BLOC DE TEXTE -
§ §
Récemment, je me suis plongée dans les deux livres de Mason Currey par curiosité, peut-être dans l’espoir de trouver de nouvelles idées, de découvrir des tendances générales en terme de routine, et voir ce que des siècles de création artistique cachent derrière leurs grands chapeaux (et aussi sûrement pour me rassurer sur le fait que je n’arrive à écrire que le matin).
S’il y a bien une conclusion émanant de l’analyse de tous ces gros cerveaux, c’est que la routine est nécessaire à la création artistique, ce que l’auteur résume ainsi :
“Une routine solide favorise le bon fonctionnement des énergies mentales et permet d'éviter la tyrannie des humeurs.”
Tout le monde tente de trouver une structure, ça dure le temps que ça dure, elle évolue au fil du temps, mais se fixer une routine permet de s’enlever beaucoup de friction :
“Une routine, ce petit mécanisme bien calibré, permet de tirer parti de toute une série de ressources limitées : le temps, la discipline, la volonté et l’optimisme.”
§ §
LES CONSIGNES -
a – Citez, s'il vous plaît, le passage de l'extrait sur les routines qui commence à « Récemment, je me » et se termine à « que le matin). ».
b – D'après l'extrait sur les routines, de quelles ressources limitées une routine permet-elle de tirer parti ?
§ §
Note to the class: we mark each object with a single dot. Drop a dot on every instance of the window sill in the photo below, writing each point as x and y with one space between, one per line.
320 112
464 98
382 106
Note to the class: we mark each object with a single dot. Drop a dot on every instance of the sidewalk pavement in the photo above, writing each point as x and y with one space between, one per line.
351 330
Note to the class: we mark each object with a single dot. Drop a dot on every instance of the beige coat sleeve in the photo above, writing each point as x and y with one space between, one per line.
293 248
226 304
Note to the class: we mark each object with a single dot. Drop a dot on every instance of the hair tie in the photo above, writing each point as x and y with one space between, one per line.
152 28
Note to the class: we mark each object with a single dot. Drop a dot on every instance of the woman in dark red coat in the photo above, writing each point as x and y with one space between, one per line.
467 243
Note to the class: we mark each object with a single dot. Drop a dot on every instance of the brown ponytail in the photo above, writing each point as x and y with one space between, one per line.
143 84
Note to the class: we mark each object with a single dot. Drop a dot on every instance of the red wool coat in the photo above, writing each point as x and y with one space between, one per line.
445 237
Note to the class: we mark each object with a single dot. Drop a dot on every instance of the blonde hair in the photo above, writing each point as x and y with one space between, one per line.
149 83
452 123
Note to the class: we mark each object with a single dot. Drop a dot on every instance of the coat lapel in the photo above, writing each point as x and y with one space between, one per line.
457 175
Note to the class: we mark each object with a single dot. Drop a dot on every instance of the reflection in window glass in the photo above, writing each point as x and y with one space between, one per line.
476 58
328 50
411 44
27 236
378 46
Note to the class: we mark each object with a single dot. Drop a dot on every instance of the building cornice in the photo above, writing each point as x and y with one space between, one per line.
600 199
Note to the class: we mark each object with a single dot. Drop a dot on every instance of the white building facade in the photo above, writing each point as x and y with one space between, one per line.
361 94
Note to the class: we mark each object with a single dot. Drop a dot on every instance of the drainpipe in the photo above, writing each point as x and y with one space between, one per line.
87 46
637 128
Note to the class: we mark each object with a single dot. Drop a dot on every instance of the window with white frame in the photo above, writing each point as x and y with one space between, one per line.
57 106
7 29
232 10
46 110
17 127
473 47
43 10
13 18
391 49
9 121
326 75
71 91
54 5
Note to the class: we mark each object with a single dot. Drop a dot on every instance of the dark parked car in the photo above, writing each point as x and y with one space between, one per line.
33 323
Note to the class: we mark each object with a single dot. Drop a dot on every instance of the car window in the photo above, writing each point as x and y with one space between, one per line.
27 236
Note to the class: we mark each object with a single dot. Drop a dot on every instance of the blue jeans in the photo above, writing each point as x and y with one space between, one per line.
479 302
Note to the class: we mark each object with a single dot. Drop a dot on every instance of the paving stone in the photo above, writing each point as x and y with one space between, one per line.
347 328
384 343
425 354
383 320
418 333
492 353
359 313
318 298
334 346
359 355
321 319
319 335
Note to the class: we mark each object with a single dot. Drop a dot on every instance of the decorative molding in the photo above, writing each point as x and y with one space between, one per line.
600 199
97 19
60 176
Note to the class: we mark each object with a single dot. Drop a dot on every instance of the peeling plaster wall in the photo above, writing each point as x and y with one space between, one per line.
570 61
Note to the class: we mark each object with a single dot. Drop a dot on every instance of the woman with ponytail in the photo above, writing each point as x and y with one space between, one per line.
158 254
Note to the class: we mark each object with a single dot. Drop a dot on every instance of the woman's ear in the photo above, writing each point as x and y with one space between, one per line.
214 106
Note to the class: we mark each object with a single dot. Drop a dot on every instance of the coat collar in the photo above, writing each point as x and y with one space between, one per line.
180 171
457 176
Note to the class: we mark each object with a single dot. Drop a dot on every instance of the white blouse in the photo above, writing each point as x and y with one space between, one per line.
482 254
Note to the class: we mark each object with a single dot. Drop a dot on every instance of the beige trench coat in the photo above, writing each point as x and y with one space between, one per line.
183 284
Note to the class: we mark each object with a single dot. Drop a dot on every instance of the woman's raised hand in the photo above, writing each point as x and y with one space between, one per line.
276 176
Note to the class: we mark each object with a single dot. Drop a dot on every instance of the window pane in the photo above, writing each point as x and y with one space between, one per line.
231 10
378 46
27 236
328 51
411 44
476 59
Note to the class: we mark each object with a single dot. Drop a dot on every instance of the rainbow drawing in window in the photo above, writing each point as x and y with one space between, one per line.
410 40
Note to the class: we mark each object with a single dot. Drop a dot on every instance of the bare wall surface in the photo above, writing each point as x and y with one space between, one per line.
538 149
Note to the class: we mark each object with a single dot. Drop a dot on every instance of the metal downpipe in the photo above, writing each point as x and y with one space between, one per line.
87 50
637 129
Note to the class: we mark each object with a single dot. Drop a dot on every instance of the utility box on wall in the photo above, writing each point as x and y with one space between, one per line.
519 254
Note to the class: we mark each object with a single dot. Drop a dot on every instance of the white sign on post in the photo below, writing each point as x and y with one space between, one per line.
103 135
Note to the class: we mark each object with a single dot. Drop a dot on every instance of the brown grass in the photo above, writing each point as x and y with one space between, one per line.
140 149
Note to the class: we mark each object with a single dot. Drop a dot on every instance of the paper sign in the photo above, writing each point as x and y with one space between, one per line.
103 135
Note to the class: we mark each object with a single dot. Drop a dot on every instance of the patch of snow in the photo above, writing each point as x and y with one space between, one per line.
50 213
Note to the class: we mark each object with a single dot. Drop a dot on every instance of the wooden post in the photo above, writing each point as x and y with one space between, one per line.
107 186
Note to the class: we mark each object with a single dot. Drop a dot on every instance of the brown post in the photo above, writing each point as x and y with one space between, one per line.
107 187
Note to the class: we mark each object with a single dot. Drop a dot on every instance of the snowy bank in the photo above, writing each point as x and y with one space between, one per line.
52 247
§ §
CORRIGÉS -
a –
Récemment, je me suis plongée dans les deux livres de Mason Currey par curiosité, peut-être dans l’espoir de trouver de nouvelles idées, de découvrir des tendances générales en terme de routine, et voir ce que des siècles de création artistique cachent derrière leurs grands chapeaux (et aussi sûrement pour me rassurer sur le fait que je n’arrive à écrire que le matin).

b – Le temps, la discipline, la volonté et l'optimisme.